SET EXERCISE: Nothing should be left out: output all of the entries exactly.

— begin —

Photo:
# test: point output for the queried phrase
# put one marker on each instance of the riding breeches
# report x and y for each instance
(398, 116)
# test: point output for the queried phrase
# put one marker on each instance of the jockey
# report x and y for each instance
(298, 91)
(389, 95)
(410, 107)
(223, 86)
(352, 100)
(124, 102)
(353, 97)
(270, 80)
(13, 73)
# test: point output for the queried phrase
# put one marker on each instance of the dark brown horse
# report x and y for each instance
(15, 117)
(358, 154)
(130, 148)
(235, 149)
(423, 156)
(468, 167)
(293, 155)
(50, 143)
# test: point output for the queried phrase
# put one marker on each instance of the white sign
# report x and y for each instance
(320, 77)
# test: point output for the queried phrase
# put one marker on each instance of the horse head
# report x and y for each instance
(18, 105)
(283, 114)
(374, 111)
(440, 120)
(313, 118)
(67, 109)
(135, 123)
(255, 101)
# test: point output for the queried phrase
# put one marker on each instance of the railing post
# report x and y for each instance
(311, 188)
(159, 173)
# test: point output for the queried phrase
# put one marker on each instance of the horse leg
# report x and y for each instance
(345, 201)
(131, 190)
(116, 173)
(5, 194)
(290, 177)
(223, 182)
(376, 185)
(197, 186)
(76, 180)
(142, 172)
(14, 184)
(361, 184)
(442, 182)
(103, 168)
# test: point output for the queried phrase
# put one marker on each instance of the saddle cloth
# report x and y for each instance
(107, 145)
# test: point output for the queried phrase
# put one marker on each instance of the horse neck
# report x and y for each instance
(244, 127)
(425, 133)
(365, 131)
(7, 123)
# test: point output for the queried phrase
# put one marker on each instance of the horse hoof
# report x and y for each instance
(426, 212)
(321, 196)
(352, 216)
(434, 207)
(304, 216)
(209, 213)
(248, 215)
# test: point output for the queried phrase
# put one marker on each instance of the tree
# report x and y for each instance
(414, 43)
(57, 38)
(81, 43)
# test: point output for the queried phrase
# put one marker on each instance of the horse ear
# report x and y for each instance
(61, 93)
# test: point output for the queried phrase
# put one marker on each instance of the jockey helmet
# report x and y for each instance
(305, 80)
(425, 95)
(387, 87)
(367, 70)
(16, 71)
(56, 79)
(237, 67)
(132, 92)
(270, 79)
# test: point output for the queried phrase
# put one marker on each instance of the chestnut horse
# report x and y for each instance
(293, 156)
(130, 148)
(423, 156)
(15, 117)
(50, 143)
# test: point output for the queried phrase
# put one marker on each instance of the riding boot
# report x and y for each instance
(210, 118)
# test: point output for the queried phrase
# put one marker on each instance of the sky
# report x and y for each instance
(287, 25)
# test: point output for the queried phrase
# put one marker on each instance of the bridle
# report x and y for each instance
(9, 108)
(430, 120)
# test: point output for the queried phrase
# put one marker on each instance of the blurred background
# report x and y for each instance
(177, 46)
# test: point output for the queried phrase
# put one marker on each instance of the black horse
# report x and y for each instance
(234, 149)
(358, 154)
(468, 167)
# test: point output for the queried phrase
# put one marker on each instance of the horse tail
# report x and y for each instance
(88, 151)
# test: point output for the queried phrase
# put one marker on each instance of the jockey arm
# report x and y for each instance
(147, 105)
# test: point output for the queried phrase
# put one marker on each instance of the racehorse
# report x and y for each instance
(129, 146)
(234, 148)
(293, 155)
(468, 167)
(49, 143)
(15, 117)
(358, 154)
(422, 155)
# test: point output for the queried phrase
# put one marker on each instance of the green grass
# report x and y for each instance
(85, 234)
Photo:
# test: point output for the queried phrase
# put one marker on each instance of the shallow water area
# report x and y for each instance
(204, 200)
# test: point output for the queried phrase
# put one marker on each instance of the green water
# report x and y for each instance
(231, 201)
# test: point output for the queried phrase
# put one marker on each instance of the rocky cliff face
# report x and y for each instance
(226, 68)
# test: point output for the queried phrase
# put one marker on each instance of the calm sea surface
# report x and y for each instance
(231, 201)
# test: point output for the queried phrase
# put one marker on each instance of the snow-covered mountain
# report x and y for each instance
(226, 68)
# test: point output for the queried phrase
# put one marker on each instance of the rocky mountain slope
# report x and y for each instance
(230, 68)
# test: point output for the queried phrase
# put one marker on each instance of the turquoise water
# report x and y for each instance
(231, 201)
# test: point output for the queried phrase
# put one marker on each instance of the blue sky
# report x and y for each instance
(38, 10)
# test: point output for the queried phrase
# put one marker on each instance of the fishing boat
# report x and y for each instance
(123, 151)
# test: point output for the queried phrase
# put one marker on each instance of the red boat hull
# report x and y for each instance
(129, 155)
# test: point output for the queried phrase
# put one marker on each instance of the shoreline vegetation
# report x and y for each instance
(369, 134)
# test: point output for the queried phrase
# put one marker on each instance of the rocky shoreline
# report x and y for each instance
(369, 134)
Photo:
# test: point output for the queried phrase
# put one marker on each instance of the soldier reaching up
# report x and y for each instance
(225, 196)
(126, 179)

— end —

WORKED ANSWER:
Photo:
# test: point output for the queried phrase
# put one marker on each instance of the riding breeches
# report x and y for each instance
(398, 116)
# test: point output for the queried phrase
# put one marker on each instance of the jockey
# report x and y for each instance
(298, 91)
(389, 95)
(410, 107)
(223, 86)
(352, 100)
(124, 102)
(353, 97)
(270, 80)
(13, 73)
# test: point output for the queried phrase
# put one marker on each instance of the dark brown horse
# report x and y for each instance
(15, 117)
(358, 154)
(130, 148)
(235, 149)
(423, 156)
(468, 167)
(293, 155)
(50, 143)
# test: point output for the queried phrase
# put one marker on each instance of the white sign
# report x and y for each instance
(320, 77)
# test: point output for the queried phrase
# put one marker on each instance of the horse head
# report x and y for each instance
(18, 105)
(283, 114)
(374, 111)
(440, 120)
(313, 118)
(67, 109)
(135, 123)
(255, 101)
# test: point output for the queried phrase
# put one marker on each instance of the railing post
# report x and y for each instance
(311, 188)
(159, 173)
# test: point output for the queried phrase
# put one marker on each instance of the horse leg
# report x and y for each instance
(345, 201)
(131, 190)
(116, 173)
(5, 194)
(290, 177)
(223, 182)
(376, 185)
(197, 186)
(76, 180)
(142, 172)
(14, 184)
(361, 184)
(442, 182)
(103, 168)
# test: point output for the queried phrase
# put one marker on each instance of the saddle cloth
# report x and y for each instance
(107, 145)
# test: point output for the queried phrase
# put one marker on each instance of the horse neck
# report x and y for each instance
(244, 127)
(425, 133)
(365, 131)
(7, 123)
# test: point output for the queried phrase
# put one marker on each instance of the horse hoof
# report x and y for each instance
(426, 212)
(321, 196)
(352, 216)
(434, 207)
(304, 216)
(209, 213)
(248, 215)
# test: point output for the queried phrase
# put one marker on each instance of the tree
# report x and y for each instance
(414, 43)
(57, 38)
(81, 43)
# test: point output for the queried phrase
# put one marker on each instance of the horse ear
# report x and y for each instance
(61, 93)
# test: point output for the queried phrase
# put one marker on each instance of the jockey helmet
# report x and y for each instance
(305, 80)
(425, 95)
(387, 87)
(367, 70)
(16, 71)
(56, 79)
(237, 67)
(132, 92)
(270, 79)
# test: point output for the queried phrase
# put one marker on each instance of the chestnut horse
# report x and y for each instance
(293, 156)
(130, 148)
(423, 156)
(15, 117)
(50, 143)
# test: point output for the queried phrase
# put one marker on each instance of the riding boot
# report x and y for each instance
(210, 118)
# test: point output for the queried phrase
# put one marker on each instance of the sky
# report x and y for each instance
(287, 25)
# test: point output for the queried phrase
# put one marker on each instance of the bridle
# report x and y for each instance
(9, 108)
(430, 120)
# test: point output for the queried phrase
# put one marker on each instance of the blurred background
# report x and y for each instance
(177, 46)
# test: point output for the queried phrase
# put one marker on each instance of the black horse
# report x and y for each instance
(234, 149)
(358, 154)
(468, 167)
# test: point output for the queried phrase
# put one marker on each instance of the horse tail
# report x and y for each instance
(88, 151)
# test: point output for the queried phrase
# put one marker on each instance of the jockey arm
# report x and y for each instance
(147, 105)
# test: point output for the queried phrase
# put one marker on each instance of the racehorse
# report x and y for each instance
(129, 146)
(234, 148)
(293, 155)
(468, 167)
(49, 143)
(15, 117)
(358, 154)
(422, 155)
# test: point output for the queried phrase
# put one marker on each instance of the green grass
# report x and y for each instance
(85, 234)
Photo:
# test: point output for the queried phrase
# put one marker on each instance of the shallow water area
# report x and y for each instance
(204, 200)
# test: point output for the queried phrase
# put one marker on each instance of the green water
# report x and y for each instance
(231, 201)
# test: point output for the queried phrase
# put one marker on each instance of the rocky cliff face
# report x and y for each instance
(226, 68)
# test: point output for the queried phrase
# put one marker on each instance of the calm sea surface
# report x and y for each instance
(231, 201)
# test: point output for the queried phrase
# put one marker on each instance of the snow-covered mountain
# report x and y for each instance
(226, 68)
# test: point output for the queried phrase
# put one marker on each instance of the rocky mountain slope
# report x and y for each instance
(230, 68)
# test: point output for the queried phrase
# put one marker on each instance of the turquoise water
# report x and y for each instance
(231, 201)
# test: point output for the queried phrase
# put one marker on each instance of the blue sky
# report x and y for each instance
(38, 10)
# test: point output for the queried phrase
# put one marker on each instance of the fishing boat
# report x and y for each instance
(123, 151)
# test: point output for the queried phrase
# put one marker on each instance of the red boat hull
# report x and y for each instance
(129, 155)
# test: point output for the queried phrase
# put one marker on each instance of the shoreline vegetation
# report x and y for each instance
(369, 134)
# test: point output for the queried phrase
# put one marker on each instance of the rocky shoreline
# report x and y for each instance
(369, 134)
Photo:
# test: point output for the queried phrase
# put one marker on each instance of the soldier reaching up
# report x and y for each instance
(225, 196)
(126, 179)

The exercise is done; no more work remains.